Put every line from the one containing "Task: for every instance of the glass" through the end of the records into a Markdown table with the columns Row and Line, giving each line a row number. Skip blank lines.
◆ ◆ ◆
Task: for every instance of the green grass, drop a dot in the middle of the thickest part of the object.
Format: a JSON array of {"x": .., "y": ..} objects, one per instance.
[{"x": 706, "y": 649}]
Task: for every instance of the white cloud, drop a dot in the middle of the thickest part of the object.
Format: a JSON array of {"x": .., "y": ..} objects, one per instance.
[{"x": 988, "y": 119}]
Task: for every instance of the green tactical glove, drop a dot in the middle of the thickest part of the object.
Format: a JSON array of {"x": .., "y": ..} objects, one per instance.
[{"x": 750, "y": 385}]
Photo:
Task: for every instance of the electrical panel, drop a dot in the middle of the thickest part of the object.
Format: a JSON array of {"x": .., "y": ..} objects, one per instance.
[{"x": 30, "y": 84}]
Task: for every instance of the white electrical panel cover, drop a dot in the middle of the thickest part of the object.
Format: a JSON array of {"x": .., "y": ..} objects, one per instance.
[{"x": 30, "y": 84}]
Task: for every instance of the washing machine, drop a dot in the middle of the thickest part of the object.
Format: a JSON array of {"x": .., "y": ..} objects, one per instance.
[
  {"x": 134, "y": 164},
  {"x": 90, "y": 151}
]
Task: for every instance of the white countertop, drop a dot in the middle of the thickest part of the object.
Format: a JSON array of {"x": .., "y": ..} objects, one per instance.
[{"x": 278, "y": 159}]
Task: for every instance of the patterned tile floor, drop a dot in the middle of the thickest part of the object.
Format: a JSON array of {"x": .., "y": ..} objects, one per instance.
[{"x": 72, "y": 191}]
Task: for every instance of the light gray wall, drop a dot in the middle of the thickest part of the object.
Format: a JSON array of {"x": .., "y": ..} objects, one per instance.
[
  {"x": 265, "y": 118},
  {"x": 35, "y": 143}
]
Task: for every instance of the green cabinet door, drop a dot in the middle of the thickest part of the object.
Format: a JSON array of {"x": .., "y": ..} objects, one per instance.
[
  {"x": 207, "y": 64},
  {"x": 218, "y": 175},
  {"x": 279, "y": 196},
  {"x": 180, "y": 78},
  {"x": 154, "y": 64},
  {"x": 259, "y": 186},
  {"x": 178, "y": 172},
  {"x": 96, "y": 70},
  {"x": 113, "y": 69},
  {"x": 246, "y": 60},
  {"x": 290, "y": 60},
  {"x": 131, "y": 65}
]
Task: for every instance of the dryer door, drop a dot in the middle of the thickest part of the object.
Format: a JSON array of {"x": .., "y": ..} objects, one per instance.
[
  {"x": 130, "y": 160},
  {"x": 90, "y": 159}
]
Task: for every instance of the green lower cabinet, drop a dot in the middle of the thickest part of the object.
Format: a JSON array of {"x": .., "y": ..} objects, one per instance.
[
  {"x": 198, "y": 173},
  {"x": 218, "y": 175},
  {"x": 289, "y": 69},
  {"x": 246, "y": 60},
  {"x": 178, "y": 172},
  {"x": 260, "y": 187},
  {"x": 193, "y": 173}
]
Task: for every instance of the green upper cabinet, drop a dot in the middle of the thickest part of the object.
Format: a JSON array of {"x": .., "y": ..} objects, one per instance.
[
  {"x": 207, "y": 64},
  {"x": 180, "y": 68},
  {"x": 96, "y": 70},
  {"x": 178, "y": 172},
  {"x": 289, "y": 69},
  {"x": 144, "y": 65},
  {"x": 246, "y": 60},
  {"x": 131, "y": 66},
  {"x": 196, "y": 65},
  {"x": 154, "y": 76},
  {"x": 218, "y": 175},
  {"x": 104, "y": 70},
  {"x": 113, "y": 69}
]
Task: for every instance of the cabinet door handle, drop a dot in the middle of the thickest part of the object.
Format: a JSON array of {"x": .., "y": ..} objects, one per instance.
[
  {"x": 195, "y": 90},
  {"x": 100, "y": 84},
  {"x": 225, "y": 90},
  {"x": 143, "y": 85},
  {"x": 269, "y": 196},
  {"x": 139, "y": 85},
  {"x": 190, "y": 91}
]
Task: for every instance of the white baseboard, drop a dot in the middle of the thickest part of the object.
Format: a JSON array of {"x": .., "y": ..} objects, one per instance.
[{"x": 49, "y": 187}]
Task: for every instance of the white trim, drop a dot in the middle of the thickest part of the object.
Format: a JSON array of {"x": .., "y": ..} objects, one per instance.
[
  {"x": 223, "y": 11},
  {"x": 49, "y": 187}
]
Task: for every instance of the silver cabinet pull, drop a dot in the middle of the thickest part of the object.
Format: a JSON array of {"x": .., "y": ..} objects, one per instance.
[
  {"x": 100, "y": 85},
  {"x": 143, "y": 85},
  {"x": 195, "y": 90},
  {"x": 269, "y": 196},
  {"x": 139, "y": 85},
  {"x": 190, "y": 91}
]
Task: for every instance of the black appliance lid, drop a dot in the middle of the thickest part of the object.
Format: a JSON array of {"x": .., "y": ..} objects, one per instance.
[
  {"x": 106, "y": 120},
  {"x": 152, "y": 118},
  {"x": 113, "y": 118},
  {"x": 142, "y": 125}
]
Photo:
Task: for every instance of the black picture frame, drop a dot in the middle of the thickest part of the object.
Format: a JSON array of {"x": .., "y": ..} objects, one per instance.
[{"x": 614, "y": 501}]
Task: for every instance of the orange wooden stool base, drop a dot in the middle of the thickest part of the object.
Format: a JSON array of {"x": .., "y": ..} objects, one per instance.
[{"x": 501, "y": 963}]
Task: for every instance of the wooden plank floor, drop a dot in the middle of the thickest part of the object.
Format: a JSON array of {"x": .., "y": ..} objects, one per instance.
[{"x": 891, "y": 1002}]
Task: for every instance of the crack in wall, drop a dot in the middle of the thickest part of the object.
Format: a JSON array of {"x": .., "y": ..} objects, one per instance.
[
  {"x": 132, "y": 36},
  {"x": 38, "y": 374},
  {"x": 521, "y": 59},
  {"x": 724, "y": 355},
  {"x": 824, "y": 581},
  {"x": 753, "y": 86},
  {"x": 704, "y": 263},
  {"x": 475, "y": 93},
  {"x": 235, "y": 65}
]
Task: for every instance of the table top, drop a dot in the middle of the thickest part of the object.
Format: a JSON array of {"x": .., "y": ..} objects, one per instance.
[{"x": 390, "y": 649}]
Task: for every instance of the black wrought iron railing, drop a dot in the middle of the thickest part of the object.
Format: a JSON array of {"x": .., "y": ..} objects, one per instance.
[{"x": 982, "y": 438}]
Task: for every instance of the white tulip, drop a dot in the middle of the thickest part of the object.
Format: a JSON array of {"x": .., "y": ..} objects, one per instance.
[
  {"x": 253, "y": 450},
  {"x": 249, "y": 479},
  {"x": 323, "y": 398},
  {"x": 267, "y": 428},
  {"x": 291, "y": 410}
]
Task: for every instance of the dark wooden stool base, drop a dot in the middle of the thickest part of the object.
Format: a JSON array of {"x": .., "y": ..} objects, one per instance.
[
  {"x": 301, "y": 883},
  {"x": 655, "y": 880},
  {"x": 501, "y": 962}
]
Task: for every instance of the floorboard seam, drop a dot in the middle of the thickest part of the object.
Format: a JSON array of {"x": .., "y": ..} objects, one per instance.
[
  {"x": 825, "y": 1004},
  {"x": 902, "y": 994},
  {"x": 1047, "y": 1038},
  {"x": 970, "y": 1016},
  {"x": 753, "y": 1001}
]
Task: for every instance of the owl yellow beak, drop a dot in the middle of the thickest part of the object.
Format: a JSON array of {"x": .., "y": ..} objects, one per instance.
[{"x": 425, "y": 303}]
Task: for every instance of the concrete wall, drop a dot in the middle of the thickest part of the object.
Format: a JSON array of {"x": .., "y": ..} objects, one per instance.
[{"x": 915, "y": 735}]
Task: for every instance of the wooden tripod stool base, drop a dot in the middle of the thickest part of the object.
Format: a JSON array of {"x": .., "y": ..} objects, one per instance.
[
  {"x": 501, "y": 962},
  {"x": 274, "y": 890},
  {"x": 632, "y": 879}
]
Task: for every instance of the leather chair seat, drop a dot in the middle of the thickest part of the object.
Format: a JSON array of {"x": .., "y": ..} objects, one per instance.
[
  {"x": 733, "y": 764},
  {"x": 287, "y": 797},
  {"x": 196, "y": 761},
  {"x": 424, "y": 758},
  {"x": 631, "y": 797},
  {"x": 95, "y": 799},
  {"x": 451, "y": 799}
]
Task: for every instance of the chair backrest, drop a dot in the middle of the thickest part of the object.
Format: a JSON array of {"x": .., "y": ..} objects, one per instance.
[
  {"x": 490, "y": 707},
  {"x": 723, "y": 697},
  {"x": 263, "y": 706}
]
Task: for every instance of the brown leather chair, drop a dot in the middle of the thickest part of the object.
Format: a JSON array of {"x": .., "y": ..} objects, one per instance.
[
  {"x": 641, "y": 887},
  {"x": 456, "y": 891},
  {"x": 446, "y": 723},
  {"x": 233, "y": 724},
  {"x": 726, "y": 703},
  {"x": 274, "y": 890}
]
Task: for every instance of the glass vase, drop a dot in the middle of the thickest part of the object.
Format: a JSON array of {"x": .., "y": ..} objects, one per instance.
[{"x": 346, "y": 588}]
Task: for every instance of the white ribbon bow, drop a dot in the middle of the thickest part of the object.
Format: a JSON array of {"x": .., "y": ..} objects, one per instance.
◆ ◆ ◆
→ The answer
| Row | Line |
|---|---|
| 1 | Task: for every instance of the glass vase, drop a dot in the middle of the thickest part of the object. |
| 2 | Format: a JSON array of {"x": .., "y": ..} objects, one per instance. |
| 3 | [{"x": 346, "y": 588}] |
| 4 | Task: for every instance of the white ribbon bow, drop a dot in the middle of the thickest part of the object. |
| 5 | Format: a JSON array of {"x": .., "y": ..} objects, one per instance. |